Problem description: Only the lines starting at the one that contains "target: white banner" and running to the end should be repeated, exactly as written.

[Photo object pointing records]
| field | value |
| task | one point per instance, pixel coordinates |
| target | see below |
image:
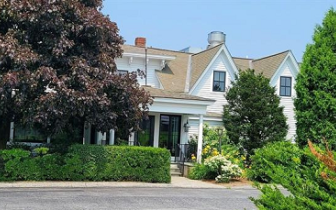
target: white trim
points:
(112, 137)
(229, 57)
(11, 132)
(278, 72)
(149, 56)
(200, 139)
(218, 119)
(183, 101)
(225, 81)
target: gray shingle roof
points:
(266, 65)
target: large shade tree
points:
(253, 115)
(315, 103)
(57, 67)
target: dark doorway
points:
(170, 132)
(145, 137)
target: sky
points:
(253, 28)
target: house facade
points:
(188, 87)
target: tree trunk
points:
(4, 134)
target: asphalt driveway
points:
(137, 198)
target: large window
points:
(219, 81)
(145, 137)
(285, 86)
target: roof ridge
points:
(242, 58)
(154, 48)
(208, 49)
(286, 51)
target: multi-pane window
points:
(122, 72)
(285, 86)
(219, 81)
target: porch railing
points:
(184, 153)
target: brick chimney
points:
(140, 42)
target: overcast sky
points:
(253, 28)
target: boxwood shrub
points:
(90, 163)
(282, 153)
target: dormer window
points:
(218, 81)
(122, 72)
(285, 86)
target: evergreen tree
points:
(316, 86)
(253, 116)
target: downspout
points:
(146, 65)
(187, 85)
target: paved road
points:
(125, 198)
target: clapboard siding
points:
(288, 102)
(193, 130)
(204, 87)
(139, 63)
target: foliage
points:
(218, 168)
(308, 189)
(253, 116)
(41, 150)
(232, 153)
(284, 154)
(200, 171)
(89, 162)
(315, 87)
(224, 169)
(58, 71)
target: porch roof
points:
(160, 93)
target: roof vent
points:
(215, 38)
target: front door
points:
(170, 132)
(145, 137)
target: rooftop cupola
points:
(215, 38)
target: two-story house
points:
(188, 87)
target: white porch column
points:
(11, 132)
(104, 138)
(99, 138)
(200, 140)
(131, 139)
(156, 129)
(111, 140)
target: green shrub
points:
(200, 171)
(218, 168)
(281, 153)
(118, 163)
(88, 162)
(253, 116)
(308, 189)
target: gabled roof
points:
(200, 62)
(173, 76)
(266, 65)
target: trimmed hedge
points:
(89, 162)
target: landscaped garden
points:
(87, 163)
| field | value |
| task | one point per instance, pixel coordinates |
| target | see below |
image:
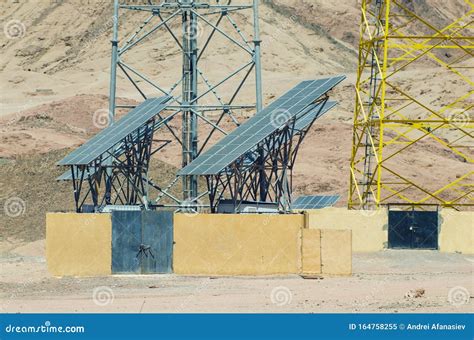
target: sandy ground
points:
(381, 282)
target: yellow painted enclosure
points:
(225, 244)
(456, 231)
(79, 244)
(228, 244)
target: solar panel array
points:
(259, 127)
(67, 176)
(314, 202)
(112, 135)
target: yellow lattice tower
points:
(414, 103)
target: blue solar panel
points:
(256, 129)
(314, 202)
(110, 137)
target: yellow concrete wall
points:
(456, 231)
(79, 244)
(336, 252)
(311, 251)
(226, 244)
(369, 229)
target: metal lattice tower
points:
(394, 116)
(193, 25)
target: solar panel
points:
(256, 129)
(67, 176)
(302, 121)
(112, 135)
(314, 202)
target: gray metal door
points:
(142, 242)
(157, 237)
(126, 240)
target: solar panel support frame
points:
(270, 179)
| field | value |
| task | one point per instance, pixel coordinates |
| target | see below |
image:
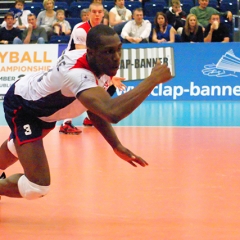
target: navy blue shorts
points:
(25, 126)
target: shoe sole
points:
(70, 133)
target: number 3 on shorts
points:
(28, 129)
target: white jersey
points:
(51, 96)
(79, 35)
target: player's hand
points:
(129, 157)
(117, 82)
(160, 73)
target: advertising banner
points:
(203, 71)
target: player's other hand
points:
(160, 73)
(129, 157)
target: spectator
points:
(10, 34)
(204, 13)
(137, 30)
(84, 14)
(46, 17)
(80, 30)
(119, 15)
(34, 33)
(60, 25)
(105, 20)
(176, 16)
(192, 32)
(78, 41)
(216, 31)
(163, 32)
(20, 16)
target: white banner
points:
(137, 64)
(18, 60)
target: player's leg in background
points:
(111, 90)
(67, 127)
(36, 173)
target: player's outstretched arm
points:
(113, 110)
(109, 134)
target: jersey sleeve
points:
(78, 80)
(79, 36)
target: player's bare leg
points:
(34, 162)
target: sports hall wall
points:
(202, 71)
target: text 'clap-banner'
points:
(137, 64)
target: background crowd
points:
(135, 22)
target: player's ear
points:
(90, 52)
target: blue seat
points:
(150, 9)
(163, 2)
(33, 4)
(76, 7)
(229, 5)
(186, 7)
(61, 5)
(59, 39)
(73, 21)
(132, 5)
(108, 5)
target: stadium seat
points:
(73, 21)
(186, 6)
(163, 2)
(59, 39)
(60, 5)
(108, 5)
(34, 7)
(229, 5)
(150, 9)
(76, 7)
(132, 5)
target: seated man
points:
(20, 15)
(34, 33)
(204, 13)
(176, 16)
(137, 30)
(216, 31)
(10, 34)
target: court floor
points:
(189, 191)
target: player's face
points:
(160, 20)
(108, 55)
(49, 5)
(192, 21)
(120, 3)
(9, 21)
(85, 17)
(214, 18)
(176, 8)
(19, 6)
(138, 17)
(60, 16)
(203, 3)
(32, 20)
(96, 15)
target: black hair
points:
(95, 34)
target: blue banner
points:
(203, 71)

Output for this exercise:
target: white banner
points:
(137, 64)
(18, 60)
target: player's leg in background
points:
(111, 90)
(67, 127)
(36, 173)
target: player's outstretched arm
points:
(113, 110)
(109, 134)
target: jersey sleeve
points:
(78, 80)
(79, 36)
target: player's bare leg
points:
(34, 162)
target: sports hall wall
points:
(202, 71)
target: text 'clap-banner'
points:
(137, 64)
target: background crowd
points:
(135, 22)
target: player's ear
points:
(90, 52)
target: blue seat
points:
(150, 9)
(163, 2)
(33, 4)
(76, 7)
(229, 5)
(186, 7)
(61, 5)
(59, 39)
(73, 21)
(132, 5)
(108, 5)
target: stadium seat
points:
(73, 21)
(186, 6)
(163, 2)
(59, 39)
(60, 5)
(108, 5)
(34, 7)
(229, 5)
(150, 9)
(76, 7)
(132, 5)
target: seated man
points:
(20, 15)
(34, 33)
(204, 13)
(176, 16)
(137, 30)
(216, 31)
(10, 34)
target: court floor
points:
(189, 191)
target: player's face
points:
(160, 20)
(108, 55)
(49, 5)
(192, 21)
(120, 3)
(9, 21)
(85, 17)
(214, 18)
(176, 8)
(19, 6)
(138, 17)
(60, 16)
(203, 3)
(32, 20)
(96, 15)
target: black hair
points:
(95, 34)
target: blue banner
points:
(203, 71)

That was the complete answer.